Text provided:
╔══

He shook his head, looking in that direction.
“A good 500 yards to the base, then almost that far back again to get back to the buff. We simply haven’t the time. But crossing here will just about put them in our laps.” Without further discussion, he lifted his rifle high in one hand, eased his boots into the water, and began to swim.
My last act before entering the water was to think of the hippo. Most folks have the Disneyland picture of the mechanical hippo jaws opening in front of a safari boat full of wide-eyed kids from Akron. The Stetsoned college sophomore in the bow touches off a blank from a starter’s pistol, and the fiberglass incisors recede. That would not be recommended in reality.
In reality, the first reaction of everyone I’ve since known who has had a real hippo surface near their boat is the same as Roy Scheider’s in Jaws: “You’re gonna need a bigger boat.” And with good reason. While they may look like overstuffed knockwurst, the hippo is the strongest, meanest, most territorial, and most aggressive knockwurst in the world. More to the point, he often munches transoms right off watercraft the way you might tear the top off a box of Cracker Jack with your teeth. He then treats the passengers as the peanuts. He makes destroying boats look so effortless that actually crushing the passengers probably doesn’t fall within his definition of sporting, although once committed, you couldn’t tell.
It’s small comfort that, as an exclusive herbivore, he won’t actually ingest the pâté he makes of you. Oh, and the opening discussion I’d had with Lew emphasized that there were a lot of hippo in the area.
Lifting my rifle like Rory did, I scrambled into the water after him.
I remembered hearing that crocs feel for the uneven vibrations of injured creatures, so I was focusing on as smooth and even a stroke as you can manage while holding a Browning in one hand and No. 10 can of terror in the other. I’m still looking for an appropriate adjective to describe how I felt in that water. “Vulnerable” doesn’t even come close. Nor does “exposed” or “blind.” I wanted dry land worse than the combined crews of the Lusitania and Andrea Doria.
By the time I got there, Rory had already scrambled up and was covering me. He helped me clamber up the bank, and when he released my hand he put his index finger to his lips. Right. I’d nearly forgotten that we were within hopscotch range of three buff bulls.
And, oddly, the crossing helped me with that. Buff? Them I could see. Them I could shoot. They weren’t experts at drowning me.

╚══

Dataset extract:
╔══

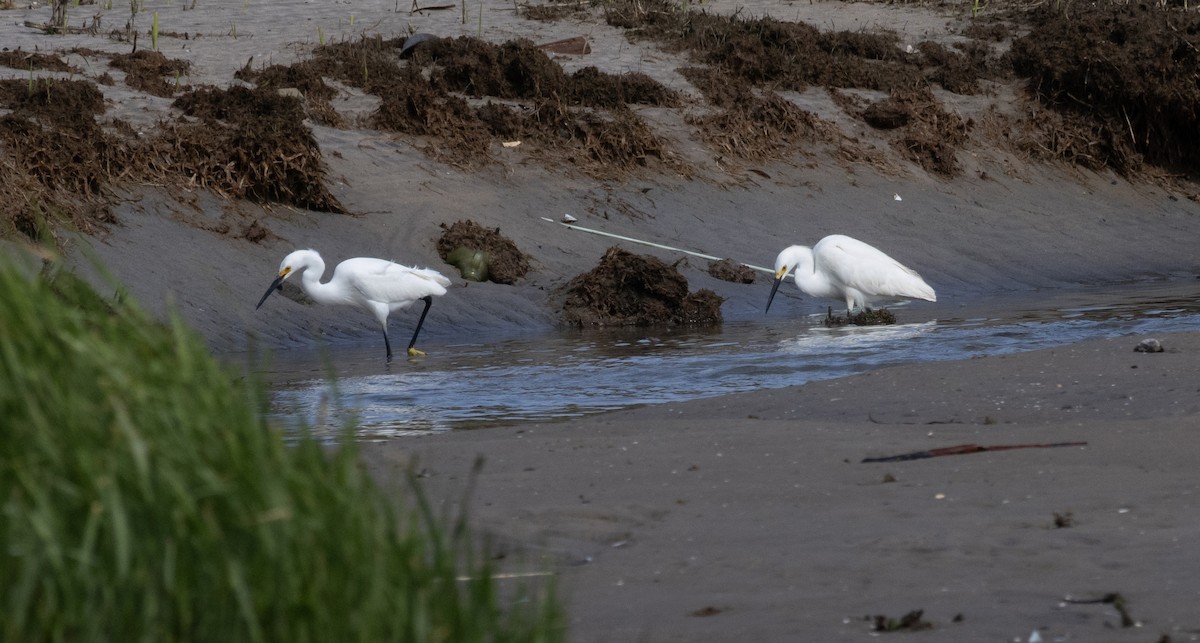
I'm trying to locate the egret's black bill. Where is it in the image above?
[768,277,784,314]
[254,275,287,311]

╚══

Activity: Transcribe the passage from the river-crossing story, starting at "It’s small comfort" and ending at "and Andrea Doria.".

Output for this task:
It’s small comfort that, as an exclusive herbivore, he won’t actually ingest the pâté he makes of you. Oh, and the opening discussion I’d had with Lew emphasized that there were a lot of hippo in the area.
Lifting my rifle like Rory did, I scrambled into the water after him.
I remembered hearing that crocs feel for the uneven vibrations of injured creatures, so I was focusing on as smooth and even a stroke as you can manage while holding a Browning in one hand and No. 10 can of terror in the other. I’m still looking for an appropriate adjective to describe how I felt in that water. “Vulnerable” doesn’t even come close. Nor does “exposed” or “blind.” I wanted dry land worse than the combined crews of the Lusitania and Andrea Doria.